[TEXT PROVIDED — start]

Nocturnes, fear and longing

Now the outsider is us, alone in the dark, excluded from whatever is going on in that beautiful spot of light.

Nocturne in Grey and Gold: Chelsea Snow, 1896, James McNeill Whistler, courtesy Fogg Art Museum

Last week my husband was studying a beautiful nocturne by the Taos painter Oscar E. Berninghaus. The dim light is a soft greenish-blue, and he wondered why. Berninghaus didn’t have the advantage of ‘knowing’ what the night sky looks like through color photography. That gave him the liberty to paint what he felt and saw.

The human eye can’t make the adjustment between gloom and brilliance very fast. Because of this, modern photography and lighting have changed how we paint nocturnes, as I wrote here. The change is technological but it also reflects our changing worldview. Nocturnes are about fear and longing as much as they are about design.
Nocturne: Blue and Silver: Chelsea, 1871, James McNeill Whistler, courtesy Tate Museum
Night-painting evolved into its own discipline in the 19thcentury, about the same time as the first gas lights were invented. This corresponds to the Industrial Revolution and urbanization in Europe and America. Suddenly, people were out of their beds and working and playing until all hours.
James McNeill Whistler, more than anyone else, made the nocturne an important subject for painting. His nocturnes are reticent, diffuse and spare. They resolutely refuse to tell any stories. “I care nothing for the past, present, or future of the black figure, placed there because the black was wanted at that spot,” he said of Nocturne in Grey and Gold: Chelsea Snow.
Whistler is credited for ushering in modern art with these nocturnes. “By using the word ‘nocturne’ I wished to indicate an artistic interest alone, divesting the picture of any outside anecdotal interest which might have been otherwise attached to it. A nocturne is an arrangement of line, form and colour first,” he wrote.
Apache Scouts Listening, 1908, Frederic Remington, courtesy National Gallery of Art
His peer in nocturne painting was Frederic Remington. He didn’t particularly like Whistler’s arty-farty attitude to painting, or his nocturnes. “Whistler’s talk was light as air and the bottom of a cook stove was like his painting,” he wrote in his diary. Remington, trained as an illustrator, was primarily a storyteller.

[TEXT PROVIDED — finish]
[RECORD SET — start]

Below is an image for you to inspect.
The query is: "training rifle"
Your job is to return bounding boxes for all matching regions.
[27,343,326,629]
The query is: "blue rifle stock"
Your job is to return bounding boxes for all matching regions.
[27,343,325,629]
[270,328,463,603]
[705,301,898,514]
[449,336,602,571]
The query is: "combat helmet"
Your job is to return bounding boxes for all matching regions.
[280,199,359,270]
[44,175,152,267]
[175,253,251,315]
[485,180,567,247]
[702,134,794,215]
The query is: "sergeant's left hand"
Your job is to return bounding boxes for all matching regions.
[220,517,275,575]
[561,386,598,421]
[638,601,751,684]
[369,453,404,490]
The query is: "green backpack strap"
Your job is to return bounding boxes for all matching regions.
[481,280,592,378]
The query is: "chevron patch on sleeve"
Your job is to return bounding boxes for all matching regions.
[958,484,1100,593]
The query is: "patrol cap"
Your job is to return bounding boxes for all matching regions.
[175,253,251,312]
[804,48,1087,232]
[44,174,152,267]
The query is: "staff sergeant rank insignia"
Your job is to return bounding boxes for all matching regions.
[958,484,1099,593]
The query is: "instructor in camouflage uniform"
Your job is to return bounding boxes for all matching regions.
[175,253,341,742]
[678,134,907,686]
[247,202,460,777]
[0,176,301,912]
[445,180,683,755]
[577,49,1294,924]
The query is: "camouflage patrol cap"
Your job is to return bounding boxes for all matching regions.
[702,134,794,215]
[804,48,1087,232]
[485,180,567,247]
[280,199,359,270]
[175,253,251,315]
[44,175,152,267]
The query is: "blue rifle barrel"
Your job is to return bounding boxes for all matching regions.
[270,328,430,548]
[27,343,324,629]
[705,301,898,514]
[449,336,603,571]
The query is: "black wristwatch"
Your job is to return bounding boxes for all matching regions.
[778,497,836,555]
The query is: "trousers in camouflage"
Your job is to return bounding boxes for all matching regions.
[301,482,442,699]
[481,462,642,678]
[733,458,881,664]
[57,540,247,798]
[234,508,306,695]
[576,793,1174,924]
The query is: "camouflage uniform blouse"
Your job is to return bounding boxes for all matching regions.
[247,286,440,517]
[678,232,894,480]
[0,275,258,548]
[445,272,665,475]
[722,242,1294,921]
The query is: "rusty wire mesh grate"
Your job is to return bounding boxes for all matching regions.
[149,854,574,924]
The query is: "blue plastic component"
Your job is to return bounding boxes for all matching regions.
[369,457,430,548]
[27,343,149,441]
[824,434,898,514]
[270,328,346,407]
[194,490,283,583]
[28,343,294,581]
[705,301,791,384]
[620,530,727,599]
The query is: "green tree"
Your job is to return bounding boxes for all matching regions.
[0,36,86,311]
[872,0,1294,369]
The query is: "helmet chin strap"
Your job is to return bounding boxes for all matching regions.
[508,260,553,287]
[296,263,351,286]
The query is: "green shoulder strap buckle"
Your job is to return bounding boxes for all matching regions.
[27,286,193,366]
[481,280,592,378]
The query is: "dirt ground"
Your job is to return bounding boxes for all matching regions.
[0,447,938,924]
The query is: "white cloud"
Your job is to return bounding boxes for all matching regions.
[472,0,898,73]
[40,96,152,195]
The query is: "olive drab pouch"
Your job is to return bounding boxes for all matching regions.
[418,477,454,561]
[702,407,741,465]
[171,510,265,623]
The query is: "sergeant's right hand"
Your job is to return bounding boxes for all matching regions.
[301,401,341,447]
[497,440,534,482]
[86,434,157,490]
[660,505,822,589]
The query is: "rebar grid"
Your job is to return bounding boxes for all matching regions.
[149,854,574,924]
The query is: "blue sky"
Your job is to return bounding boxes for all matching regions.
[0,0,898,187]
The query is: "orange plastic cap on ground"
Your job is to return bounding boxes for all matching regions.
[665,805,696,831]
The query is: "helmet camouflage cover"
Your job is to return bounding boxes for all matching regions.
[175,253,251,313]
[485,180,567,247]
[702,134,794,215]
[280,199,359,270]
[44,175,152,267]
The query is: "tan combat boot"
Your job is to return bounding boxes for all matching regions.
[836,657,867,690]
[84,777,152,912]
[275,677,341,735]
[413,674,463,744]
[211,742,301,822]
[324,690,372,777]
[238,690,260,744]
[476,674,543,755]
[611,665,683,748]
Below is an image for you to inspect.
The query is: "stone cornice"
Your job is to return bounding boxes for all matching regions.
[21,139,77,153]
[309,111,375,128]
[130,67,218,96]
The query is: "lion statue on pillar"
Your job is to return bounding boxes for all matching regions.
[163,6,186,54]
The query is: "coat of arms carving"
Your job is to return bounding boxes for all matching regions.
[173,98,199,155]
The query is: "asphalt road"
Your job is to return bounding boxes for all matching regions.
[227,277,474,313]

[RECORD SET — finish]

EXPLORE THE MATERIAL
1. In the text on nocturnes, do these statements agree with it? (a) Whistler said he cared nothing for the past, present, or future of the black figure in Nocturne in Grey and Gold: Chelsea Snow. (b) Remington was trained as a portrait painter. (c) The dim light in the Berninghaus nocturne is a soft greenish-blue. For each, answer yes or no and quote the words of the text that decide it.
2. In the text on nocturnes, rename "gas lights" as "oil lamps" in the passage starting at "Nocturne: Blue and" and ending at "until all hours.", and give that passage back.
3. Write what comes next in the text on nocturnes, picking up after its last sentence.
The items have nothing to do with the work here.

RESPONSES BY ITEM NUMBER
1.
(a) Yes: "I care nothing for the past, present, or future of the black figure, placed there because the black was wanted at that spot"
(b) No: "Remington, trained as an illustrator, was primarily a storyteller."
(c) Yes: "The dim light is a soft greenish-blue"

2.
Nocturne: Blue and Silver: Chelsea, 1871, James McNeill Whistler, courtesy Tate Museum
Night-painting evolved into its own discipline in the 19thcentury, about the same time as the first oil lamps were invented. This corresponds to the Industrial Revolution and urbanization in Europe and America. Suddenly, people were out of their beds and working and playing until all hours.

3.
He painted his nocturnes late in his short life, as he tried to find a transitional path between illustration and fine painting. The dark, wavering light of night provided a relief from excessive observation. “Cut down and out—do your hardest work outside the picture and let your audience take away something to think about—to imagine,” he wrote in 1903.
The End of the Day, c.1904, Frederic Remington, courtesy Frederic Remington Art Museum
What was ‘outside the picture’ was often the most important element. Consider Apache Scouts Listening (1908). There’s a fantastic diagonal composition that draws us to the wavering black tree line in the distance. Shadows are cast by unseen trees in the foreground. The crouching scouts listen to some sound we can’t hear, as does the trooper. Even the horses are on edge.
Whistler and Remington had even less photographic color reference than did Berninghaus. That’s why their night skies are so fascinating—they could be any color or texture. The contrast is low, and the unlit night sky is brighter and more varied than we see today.
Rooms for Tourists, 1945, Edward Hopper, courtesy Yale University
Set their nocturnes against those of later artists like Edward Hopper or contemporary painter Linden Frederick. Their skies are inky blue or black, thrown into utter darkness by the ever-present electric lights.
Likewise, the narrative has been completely set on its head. Now, what’s ‘outside the picture’ is us. We’re alone in the dark, excluded from whatever human activity is going on inside.